**Set problem A**
Recast the listing below as a JSON list of strings, one string per line, starting at its first line and ending at the line that contains "274], [171, 340]]". Leave out blank lines.

**Document**
▬▬▬▬▬▬

In this post I am providing specific instructions for setting up a data science strategy for CPG and consumer product companies. It also includes the following tools:
- a downloadable template to use as a guide;
- a dataset of use cases for data in a CPG or consumer product company, to give you ideas for your own company.
What is data science in a CPG and consumer product company
When I say data, I define as follows:
- data: quantitative in nature…numbers
- information: qualitative in nature…documents, media like speech, video and images
So when I refer to data, it includes the above.
Then there is data about data.
- knowledge, which I define as synthesizing data to make it more useful (also called analysis)
- Wisdom, which I define the ultimate purpose of data, which is delivering insights from knowledge honed through experience of the practitioner.
So in its purest form, I define data science as obtaining wisdom (or insights) from data.
In the context of a CPG or consumer product company, insights from data ranges from easy to hard.

▬▬▬▬▬▬

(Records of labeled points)
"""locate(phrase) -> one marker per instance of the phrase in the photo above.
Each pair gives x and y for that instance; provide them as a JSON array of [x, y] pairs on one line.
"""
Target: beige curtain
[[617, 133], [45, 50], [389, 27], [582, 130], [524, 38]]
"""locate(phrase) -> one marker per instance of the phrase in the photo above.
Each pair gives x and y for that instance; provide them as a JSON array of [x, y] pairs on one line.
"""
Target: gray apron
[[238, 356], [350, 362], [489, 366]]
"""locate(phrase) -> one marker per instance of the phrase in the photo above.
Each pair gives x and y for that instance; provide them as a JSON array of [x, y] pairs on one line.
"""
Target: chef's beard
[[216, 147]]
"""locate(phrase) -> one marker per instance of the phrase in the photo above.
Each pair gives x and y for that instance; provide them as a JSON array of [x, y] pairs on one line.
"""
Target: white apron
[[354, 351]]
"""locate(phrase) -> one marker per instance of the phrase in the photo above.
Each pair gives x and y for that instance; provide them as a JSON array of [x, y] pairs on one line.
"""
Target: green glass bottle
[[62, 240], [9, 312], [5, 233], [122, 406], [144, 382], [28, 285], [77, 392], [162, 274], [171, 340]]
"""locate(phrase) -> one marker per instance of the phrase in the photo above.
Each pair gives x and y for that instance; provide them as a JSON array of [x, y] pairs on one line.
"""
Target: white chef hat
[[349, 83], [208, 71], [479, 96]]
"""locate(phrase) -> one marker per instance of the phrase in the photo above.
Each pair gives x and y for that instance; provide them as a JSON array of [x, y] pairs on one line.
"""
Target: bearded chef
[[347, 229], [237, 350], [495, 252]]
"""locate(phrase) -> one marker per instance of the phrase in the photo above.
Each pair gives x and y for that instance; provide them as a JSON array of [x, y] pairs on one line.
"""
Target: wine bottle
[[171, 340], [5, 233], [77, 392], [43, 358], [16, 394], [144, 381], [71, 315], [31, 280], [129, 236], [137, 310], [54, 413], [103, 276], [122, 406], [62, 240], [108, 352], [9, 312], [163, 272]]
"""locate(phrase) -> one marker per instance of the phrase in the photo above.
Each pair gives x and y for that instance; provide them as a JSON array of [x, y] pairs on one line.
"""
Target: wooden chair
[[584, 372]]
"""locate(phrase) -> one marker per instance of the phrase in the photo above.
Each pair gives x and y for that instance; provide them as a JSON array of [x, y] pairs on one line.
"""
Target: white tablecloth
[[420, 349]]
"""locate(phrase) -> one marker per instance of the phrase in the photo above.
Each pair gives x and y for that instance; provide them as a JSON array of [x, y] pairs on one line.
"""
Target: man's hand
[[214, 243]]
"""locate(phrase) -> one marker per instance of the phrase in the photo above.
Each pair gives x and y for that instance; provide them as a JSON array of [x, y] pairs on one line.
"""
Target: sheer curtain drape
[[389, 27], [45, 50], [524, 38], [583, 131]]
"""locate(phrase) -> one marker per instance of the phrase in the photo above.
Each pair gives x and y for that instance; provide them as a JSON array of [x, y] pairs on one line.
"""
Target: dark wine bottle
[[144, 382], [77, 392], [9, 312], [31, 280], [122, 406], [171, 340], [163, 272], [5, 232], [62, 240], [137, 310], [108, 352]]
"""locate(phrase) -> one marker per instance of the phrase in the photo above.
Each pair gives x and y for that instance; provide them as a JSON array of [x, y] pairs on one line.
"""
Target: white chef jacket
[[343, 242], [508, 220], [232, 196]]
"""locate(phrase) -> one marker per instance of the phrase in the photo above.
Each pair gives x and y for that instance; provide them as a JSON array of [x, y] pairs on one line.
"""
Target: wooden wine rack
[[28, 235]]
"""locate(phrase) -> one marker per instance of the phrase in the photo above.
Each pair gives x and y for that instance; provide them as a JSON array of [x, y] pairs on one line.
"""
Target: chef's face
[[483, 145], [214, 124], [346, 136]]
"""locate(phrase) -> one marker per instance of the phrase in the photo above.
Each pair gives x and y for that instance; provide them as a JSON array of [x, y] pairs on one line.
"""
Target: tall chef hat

▬▬▬▬▬▬

**Set problem B**
Copy the passage of the data science post above, starting at "What is data" and ending at "of the practitioner.".

**Task solution A**
[
  "\"\"\"locate(phrase) -> one marker per instance of the phrase in the photo above.",
  "Each pair gives x and y for that instance; provide them as a JSON array of [x, y] pairs on one line.",
  "\"\"\"",
  "Target: beige curtain",
  "[[617, 133], [45, 50], [389, 27], [582, 130], [524, 38]]",
  "\"\"\"locate(phrase) -> one marker per instance of the phrase in the photo above.",
  "Each pair gives x and y for that instance; provide them as a JSON array of [x, y] pairs on one line.",
  "\"\"\"",
  "Target: gray apron",
  "[[238, 356], [350, 362], [489, 366]]",
  "\"\"\"locate(phrase) -> one marker per instance of the phrase in the photo above.",
  "Each pair gives x and y for that instance; provide them as a JSON array of [x, y] pairs on one line.",
  "\"\"\"",
  "Target: chef's beard",
  "[[216, 147]]",
  "\"\"\"locate(phrase) -> one marker per instance of the phrase in the photo above.",
  "Each pair gives x and y for that instance; provide them as a JSON array of [x, y] pairs on one line.",
  "\"\"\"",
  "Target: white apron",
  "[[354, 351]]",
  "\"\"\"locate(phrase) -> one marker per instance of the phrase in the photo above.",
  "Each pair gives x and y for that instance; provide them as a JSON array of [x, y] pairs on one line.",
  "\"\"\"",
  "Target: green glass bottle",
  "[[62, 240], [9, 312], [5, 233], [122, 406], [144, 382], [28, 285], [77, 392], [162, 274], [171, 340]]"
]

**Task solution B**
What is data science in a CPG and consumer product company
When I say data, I define as follows:
- data: quantitative in nature…numbers
- information: qualitative in nature…documents, media like speech, video and images
So when I refer to data, it includes the above.
Then there is data about data.
- knowledge, which I define as synthesizing data to make it more useful (also called analysis)
- Wisdom, which I define the ultimate purpose of data, which is delivering insights from knowledge honed through experience of the practitioner.